> _WHAT YOU WILL DO_: Reproduce all of the material word for word.

━━━━━ DATASET RECORDS ━━━━━

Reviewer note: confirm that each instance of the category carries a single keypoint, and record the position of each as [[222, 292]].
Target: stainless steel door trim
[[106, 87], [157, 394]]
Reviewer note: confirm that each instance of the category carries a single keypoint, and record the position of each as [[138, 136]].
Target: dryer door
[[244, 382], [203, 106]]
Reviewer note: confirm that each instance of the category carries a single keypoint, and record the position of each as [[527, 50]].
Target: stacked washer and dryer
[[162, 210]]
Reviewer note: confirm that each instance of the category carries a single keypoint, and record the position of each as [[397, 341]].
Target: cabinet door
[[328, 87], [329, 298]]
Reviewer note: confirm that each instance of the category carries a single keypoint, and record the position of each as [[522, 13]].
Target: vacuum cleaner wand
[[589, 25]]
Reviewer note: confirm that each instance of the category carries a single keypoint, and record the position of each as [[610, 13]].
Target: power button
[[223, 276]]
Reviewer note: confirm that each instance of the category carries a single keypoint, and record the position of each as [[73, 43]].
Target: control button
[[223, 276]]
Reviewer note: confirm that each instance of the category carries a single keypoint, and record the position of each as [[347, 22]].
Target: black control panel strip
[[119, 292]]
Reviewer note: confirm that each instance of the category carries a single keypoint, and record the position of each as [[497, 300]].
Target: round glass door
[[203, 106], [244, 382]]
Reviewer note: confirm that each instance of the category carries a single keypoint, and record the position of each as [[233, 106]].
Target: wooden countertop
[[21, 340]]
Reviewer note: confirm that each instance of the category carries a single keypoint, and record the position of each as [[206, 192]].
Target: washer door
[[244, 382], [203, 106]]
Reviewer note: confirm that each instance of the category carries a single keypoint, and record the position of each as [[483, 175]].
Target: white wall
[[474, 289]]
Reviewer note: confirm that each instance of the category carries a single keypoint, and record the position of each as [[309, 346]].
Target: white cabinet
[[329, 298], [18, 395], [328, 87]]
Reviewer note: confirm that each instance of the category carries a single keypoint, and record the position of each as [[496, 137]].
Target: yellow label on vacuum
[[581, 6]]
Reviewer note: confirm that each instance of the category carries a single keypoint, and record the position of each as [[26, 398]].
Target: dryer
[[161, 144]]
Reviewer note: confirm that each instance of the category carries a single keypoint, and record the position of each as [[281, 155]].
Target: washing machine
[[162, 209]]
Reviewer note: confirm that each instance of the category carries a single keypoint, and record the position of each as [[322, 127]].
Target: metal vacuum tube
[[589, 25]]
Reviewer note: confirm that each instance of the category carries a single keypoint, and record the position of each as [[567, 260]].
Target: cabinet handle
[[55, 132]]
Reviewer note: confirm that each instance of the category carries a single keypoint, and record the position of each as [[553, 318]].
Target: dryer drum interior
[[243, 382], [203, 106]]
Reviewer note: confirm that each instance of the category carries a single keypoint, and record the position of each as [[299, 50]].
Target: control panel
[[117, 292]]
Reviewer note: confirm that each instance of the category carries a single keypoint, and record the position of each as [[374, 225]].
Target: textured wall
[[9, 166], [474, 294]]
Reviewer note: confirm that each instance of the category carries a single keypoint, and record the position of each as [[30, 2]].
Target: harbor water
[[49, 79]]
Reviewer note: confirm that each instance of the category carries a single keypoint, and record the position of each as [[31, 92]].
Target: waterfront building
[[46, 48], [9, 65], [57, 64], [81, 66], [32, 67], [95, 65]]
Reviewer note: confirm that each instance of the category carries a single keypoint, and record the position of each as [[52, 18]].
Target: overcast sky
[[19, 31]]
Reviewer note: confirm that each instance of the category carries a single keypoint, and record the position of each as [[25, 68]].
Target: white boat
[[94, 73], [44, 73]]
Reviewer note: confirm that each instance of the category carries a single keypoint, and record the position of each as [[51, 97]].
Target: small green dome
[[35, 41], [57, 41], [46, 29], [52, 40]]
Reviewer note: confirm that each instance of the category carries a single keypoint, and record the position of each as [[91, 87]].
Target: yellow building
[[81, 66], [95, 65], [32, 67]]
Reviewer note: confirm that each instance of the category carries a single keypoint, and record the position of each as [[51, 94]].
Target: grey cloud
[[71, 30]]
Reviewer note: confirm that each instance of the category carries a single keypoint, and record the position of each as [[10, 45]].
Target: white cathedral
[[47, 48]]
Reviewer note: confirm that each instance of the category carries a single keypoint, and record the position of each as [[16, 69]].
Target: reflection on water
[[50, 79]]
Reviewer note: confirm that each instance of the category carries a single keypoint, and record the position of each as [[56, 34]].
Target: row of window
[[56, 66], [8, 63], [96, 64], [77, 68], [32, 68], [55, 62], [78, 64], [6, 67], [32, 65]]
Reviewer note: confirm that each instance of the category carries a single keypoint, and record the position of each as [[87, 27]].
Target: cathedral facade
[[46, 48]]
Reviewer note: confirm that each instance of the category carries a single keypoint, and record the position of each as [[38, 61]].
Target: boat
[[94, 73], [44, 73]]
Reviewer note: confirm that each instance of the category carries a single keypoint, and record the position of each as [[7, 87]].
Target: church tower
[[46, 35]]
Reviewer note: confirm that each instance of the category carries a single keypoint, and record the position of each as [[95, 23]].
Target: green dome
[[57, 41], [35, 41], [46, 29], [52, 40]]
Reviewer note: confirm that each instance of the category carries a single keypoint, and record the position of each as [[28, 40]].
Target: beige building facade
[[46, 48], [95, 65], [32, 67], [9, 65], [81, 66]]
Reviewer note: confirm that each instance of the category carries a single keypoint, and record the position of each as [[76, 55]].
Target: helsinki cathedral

━━━━━

> _ANSWER TO THIS EXERCISE_:
Reviewer note: confirm that each instance of the category carries a single keypoint, and record the position of each as [[222, 292]].
Target: stainless steel door trim
[[106, 87], [157, 394]]
Reviewer note: confirm that each instance of the category carries a single keypoint, and record the position of each as [[138, 136]].
Target: dryer door
[[244, 382], [203, 106]]
Reviewer note: confirm that each instance of the category carries a single keypoint, and record the position of each as [[527, 50]].
Target: stacked washer and dryer
[[162, 210]]
Reviewer note: confirm that each instance of the category carries a single keypoint, and record the position of each as [[397, 341]].
Target: cabinet door
[[328, 87], [329, 298]]
Reviewer note: confirm that each instance of the category carries a single keypoint, and record the position of each as [[522, 13]].
Target: vacuum cleaner wand
[[589, 25]]
Reviewer note: confirm that each instance of the category carries a single keypoint, and record the position of each as [[610, 13]].
Target: power button
[[223, 276]]
Reviewer note: confirm that each instance of the category carries a single keypoint, and record the position of each as [[73, 43]].
Target: control button
[[223, 276]]
Reviewer note: confirm that each instance of the category carries a single keypoint, and record the position of each as [[347, 22]].
Target: black control panel strip
[[119, 292]]
Reviewer note: confirm that each instance of the category carries a single keypoint, and record the position of each as [[497, 300]].
Target: round glass door
[[203, 106], [244, 382]]
Reviewer note: confirm that each instance of the category carries a single keypoint, and record the position of each as [[233, 106]].
Target: wooden countertop
[[21, 340]]
Reviewer note: confirm that each instance of the category carries a single keypoint, and record the position of each as [[206, 192]].
Target: washer door
[[244, 382], [203, 106]]
Reviewer note: confirm that each instance of the category carries a single keypoint, and record the position of each as [[483, 175]].
Target: white wall
[[474, 289]]
Reviewer note: confirm that each instance of the category carries a single keypoint, and record the position of each as [[309, 346]].
Target: white cabinet
[[329, 298], [18, 395], [328, 87]]
Reviewer note: confirm that each instance of the category carries a single keypoint, and record the position of each as [[496, 137]].
Target: yellow label on vacuum
[[581, 6]]
Reviewer note: confirm that each instance of the category carries a single keypoint, and record the position of each as [[26, 398]].
Target: dryer
[[161, 144]]
Reviewer note: confirm that each instance of the category carries a single keypoint, and record the position of each as [[281, 155]].
Target: washing machine
[[162, 209]]
Reviewer note: confirm that each instance of the category carries a single keypoint, and record the position of each as [[322, 127]].
Target: metal vacuum tube
[[589, 25]]
Reviewer note: confirm that each instance of the category carries a single keypoint, and record the position of each as [[567, 260]].
Target: cabinet handle
[[55, 132]]
Reviewer note: confirm that each instance of the category carries a single keypoint, and record the position of each as [[553, 318]].
Target: dryer drum interior
[[243, 382], [203, 106]]
Reviewer note: confirm that each instance of the category carries a single keypoint, and record the position of each as [[299, 50]].
Target: control panel
[[117, 292]]
Reviewer note: confirm that each instance of the category carries a single keypoint, and record the position of each as [[374, 225]].
Target: textured wall
[[9, 166], [474, 294]]
Reviewer note: confirm that each instance of the category carries a single keypoint, and record the position of each as [[30, 2]].
Target: harbor water
[[49, 79]]
Reviewer note: confirm that each instance of the category carries a single keypoint, and record the position of each as [[31, 92]].
Target: waterfront building
[[46, 48], [9, 65], [57, 64], [81, 66], [32, 67], [95, 65]]
Reviewer note: confirm that each instance of the category carries a single keypoint, and record the position of each as [[52, 18]].
Target: overcast sky
[[19, 31]]
Reviewer note: confirm that each instance of the category carries a single keypoint, and record the position of each as [[25, 68]].
Target: white boat
[[94, 73], [44, 73]]
Reviewer note: confirm that each instance of the category carries a single keypoint, and record the position of each as [[51, 97]].
Target: small green dome
[[35, 41], [57, 41], [46, 29], [52, 40]]
Reviewer note: confirm that each instance of the category carries a single keypoint, and record the position of each as [[91, 87]].
Target: yellow building
[[81, 66], [95, 65], [32, 67]]
Reviewer note: confirm that each instance of the category carries a single keypoint, and record the position of each as [[51, 94]].
Target: grey cloud
[[71, 30]]
Reviewer note: confirm that each instance of the category carries a single keypoint, and record the position of each as [[10, 45]].
Target: white cathedral
[[47, 48]]
Reviewer note: confirm that each instance of the category carries a single keypoint, and record the position of each as [[16, 69]].
Target: reflection on water
[[50, 79]]
Reviewer note: confirm that each instance of the category carries a single keypoint, and record the position of each as [[56, 34]].
Target: row of window
[[56, 66], [8, 63], [96, 64], [77, 68], [32, 68], [55, 62], [78, 64], [6, 67], [32, 65]]
Reviewer note: confirm that each instance of the category carries a single keypoint, and record the position of each as [[87, 27]].
Target: cathedral facade
[[46, 48]]
Reviewer note: confirm that each instance of the category carries a single keypoint, and record the position of each as [[38, 61]].
Target: boat
[[94, 73], [44, 73]]
Reviewer note: confirm that each instance of the category carries a single keypoint, and record the position of each as [[7, 87]].
Target: church tower
[[46, 35]]
Reviewer note: confirm that each instance of the category carries a single keypoint, and record the position of each as [[95, 23]].
Target: green dome
[[57, 41], [35, 41], [46, 29], [52, 40]]
Reviewer note: confirm that each instance of the category carries a single keypoint, and record the position of each as [[28, 40]].
Target: beige building facade
[[46, 48], [95, 65], [32, 67], [9, 65], [81, 66]]
Reviewer note: confirm that each instance of the category carries a single keypoint, and record the position of each as [[76, 55]].
Target: helsinki cathedral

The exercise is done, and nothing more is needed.